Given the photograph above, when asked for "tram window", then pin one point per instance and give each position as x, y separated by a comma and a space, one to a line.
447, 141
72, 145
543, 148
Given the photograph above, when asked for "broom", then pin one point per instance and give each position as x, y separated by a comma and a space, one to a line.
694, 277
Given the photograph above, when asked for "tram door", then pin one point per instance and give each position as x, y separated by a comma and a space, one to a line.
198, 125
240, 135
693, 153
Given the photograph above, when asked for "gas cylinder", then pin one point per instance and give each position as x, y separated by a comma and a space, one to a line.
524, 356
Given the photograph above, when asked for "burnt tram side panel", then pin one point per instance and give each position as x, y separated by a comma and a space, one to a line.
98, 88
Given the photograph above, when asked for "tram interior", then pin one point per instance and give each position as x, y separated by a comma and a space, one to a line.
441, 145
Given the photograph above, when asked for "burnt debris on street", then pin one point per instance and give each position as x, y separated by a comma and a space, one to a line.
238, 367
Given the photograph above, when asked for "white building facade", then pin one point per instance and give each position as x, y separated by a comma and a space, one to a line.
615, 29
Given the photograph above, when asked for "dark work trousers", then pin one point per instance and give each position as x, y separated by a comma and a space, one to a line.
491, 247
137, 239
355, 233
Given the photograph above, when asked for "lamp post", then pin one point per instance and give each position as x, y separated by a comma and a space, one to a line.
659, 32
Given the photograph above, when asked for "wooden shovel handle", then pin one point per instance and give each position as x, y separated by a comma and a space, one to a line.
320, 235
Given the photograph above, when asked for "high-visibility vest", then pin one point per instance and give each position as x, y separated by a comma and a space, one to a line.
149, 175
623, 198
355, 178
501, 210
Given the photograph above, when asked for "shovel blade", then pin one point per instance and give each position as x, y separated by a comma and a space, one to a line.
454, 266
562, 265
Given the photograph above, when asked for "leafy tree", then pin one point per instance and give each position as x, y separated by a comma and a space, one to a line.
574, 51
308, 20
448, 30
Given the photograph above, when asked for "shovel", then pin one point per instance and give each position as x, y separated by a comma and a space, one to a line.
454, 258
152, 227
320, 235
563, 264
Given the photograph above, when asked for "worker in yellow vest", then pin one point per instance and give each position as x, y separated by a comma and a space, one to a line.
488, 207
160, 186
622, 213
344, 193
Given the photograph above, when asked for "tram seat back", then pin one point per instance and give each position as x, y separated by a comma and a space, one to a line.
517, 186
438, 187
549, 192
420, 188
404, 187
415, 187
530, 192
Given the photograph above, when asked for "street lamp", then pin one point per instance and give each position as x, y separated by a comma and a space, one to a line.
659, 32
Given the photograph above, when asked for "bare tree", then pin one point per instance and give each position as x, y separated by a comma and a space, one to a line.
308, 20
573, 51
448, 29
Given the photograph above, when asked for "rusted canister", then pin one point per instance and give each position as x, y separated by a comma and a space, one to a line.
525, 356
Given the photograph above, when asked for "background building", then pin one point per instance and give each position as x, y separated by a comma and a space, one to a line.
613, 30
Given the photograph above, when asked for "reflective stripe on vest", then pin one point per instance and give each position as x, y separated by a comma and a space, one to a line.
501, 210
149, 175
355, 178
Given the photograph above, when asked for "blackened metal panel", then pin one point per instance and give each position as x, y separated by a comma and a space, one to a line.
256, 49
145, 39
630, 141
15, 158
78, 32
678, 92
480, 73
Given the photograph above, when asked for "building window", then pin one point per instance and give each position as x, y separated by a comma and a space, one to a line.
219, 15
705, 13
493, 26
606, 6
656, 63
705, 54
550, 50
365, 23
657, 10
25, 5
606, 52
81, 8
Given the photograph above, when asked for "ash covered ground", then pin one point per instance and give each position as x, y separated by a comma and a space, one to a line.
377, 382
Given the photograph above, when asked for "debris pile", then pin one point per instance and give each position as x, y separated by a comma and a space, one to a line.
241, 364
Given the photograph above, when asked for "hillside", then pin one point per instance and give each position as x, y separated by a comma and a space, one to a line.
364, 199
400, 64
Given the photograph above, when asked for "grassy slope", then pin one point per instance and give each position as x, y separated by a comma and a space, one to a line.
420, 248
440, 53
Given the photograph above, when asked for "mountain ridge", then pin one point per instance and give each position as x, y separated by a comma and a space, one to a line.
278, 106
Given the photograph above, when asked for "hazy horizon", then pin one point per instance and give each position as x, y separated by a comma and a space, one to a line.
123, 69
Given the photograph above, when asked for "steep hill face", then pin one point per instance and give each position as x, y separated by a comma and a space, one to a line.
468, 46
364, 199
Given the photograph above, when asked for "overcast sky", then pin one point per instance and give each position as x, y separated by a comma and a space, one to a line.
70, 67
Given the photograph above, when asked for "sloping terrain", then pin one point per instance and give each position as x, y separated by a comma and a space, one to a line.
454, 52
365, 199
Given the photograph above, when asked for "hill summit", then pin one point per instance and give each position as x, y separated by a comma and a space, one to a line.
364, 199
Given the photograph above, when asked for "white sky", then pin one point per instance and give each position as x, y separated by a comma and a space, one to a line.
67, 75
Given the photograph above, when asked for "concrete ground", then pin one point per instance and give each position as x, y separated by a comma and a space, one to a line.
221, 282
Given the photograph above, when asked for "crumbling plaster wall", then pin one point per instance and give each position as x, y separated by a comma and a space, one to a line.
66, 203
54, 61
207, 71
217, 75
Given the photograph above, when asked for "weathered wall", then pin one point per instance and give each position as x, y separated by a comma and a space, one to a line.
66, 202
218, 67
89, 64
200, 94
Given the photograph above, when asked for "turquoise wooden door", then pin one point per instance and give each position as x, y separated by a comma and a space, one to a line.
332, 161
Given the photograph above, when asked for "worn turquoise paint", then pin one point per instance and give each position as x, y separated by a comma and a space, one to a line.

● ● ● ●

__SET PROBLEM__: Please show each line of the material above that contains the string "burnt", copied in full, and treat uppercase and lowercase letters as different.

__TASK SOLUTION__:
Given the photograph above, when asked for "burnt tram side panel", then pin one point per instance and give each position as x, y separated by a comma and a space, one to a line.
Given the photograph above, when asked for "burnt debris on street", then pin one point per instance and give each position as x, y separated by a comma and a space, one to a line.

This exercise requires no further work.